- _Input records_:
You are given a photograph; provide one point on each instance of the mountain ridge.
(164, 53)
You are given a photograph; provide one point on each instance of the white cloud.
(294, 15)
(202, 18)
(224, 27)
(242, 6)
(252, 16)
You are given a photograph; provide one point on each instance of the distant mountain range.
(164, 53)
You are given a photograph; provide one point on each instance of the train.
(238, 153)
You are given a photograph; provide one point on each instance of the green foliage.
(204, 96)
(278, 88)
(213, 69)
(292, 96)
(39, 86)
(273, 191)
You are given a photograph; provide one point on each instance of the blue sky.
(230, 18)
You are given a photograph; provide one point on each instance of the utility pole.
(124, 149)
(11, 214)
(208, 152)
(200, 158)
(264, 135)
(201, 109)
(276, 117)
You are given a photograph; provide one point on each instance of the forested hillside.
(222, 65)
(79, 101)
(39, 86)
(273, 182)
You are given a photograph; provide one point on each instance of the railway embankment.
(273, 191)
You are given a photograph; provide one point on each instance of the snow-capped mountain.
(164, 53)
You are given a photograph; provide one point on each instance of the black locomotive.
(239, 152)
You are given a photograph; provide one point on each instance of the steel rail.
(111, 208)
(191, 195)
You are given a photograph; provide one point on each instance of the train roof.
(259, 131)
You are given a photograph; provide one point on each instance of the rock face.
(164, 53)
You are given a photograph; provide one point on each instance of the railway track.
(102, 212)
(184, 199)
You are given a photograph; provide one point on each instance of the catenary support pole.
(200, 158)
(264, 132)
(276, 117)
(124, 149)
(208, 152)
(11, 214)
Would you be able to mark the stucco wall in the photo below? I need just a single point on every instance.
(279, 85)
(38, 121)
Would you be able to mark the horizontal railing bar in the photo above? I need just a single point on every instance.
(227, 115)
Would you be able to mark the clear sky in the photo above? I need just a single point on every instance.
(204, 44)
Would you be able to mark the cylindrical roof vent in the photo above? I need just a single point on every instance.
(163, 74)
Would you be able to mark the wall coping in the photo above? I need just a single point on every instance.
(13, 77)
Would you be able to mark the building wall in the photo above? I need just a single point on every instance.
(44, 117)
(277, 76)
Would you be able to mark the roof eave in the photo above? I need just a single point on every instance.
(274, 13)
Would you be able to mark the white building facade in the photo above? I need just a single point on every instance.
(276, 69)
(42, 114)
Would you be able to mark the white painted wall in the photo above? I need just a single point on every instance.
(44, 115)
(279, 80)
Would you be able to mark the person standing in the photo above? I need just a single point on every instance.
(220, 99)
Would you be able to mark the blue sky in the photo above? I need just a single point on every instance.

* * *

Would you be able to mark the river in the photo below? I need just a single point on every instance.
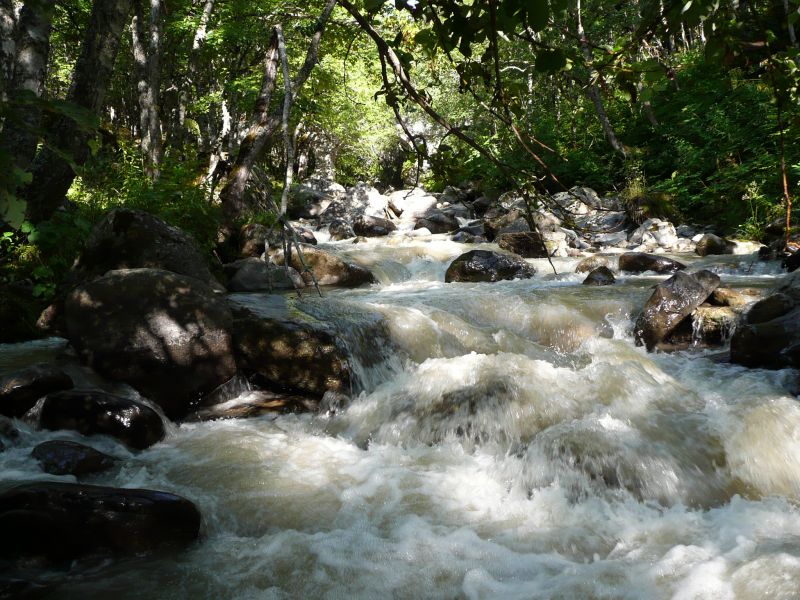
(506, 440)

- _Goal of the exercise_:
Among the entries above, find the line with "the forested hillside." and the line with "Would you be able to mark the blue"; give again exactly these two lines and all lines between them.

- _Your response_:
You are given a photograph; provide one point on each instance of the forested hillside.
(222, 65)
(79, 101)
(39, 86)
(273, 182)
You are given a photograph; provide one point on each instance of the railway embankment.
(273, 191)
You are given a photograph; provide one point on each instance of the snow-capped mountain.
(164, 53)
You are given a photograph; provide one point on each instance of the black locomotive.
(239, 152)
You are given a photograph; provide one point on each instance of the steel rail.
(111, 208)
(191, 195)
You are given a photograph; provide one point on each instance of the train roof.
(259, 131)
You are given a photograph; provide one point on each instance of the rock face.
(164, 53)
You are given a photograph; provide one point on each instance of the railway track.
(102, 212)
(184, 199)
You are given a photograph; provide one point on each instance of the catenary support pole.
(200, 158)
(264, 132)
(276, 117)
(124, 149)
(208, 152)
(11, 214)
Would you be able to mark the stucco wall in the photo below? I need just a single point on every instance.
(279, 85)
(38, 121)
Would you be able to mark the horizontal railing bar in the photo above? I need just a single point on every instance.
(227, 115)
Would you be able to mark the clear sky in the photo above? I need just a single point on every instance.
(204, 44)
Would you be able to mark the cylindrical roof vent in the photo above? I need just a single point on every instance.
(163, 74)
Would you be able to mark the wall coping in the photo above? I need just a single point on every instance.
(13, 77)
Would you be able to mark the building wall in the photo above? I need just a single point on every instance.
(44, 117)
(277, 76)
Would you be able to mark the roof eave in the photo above? I need just a single point on every instance.
(274, 13)
Would you be able to mark the white building facade in the photo above? I need just a single point on every instance.
(276, 69)
(42, 114)
Would you be able to mark the white painted wall in the photo above? I need just a single point on every instance.
(44, 115)
(279, 80)
Would you be able to mark the person standing in the photo above? I need just a single point on every instance.
(220, 99)
Would you be able to mark the blue sky in the photo above? I need just a single point on every instance.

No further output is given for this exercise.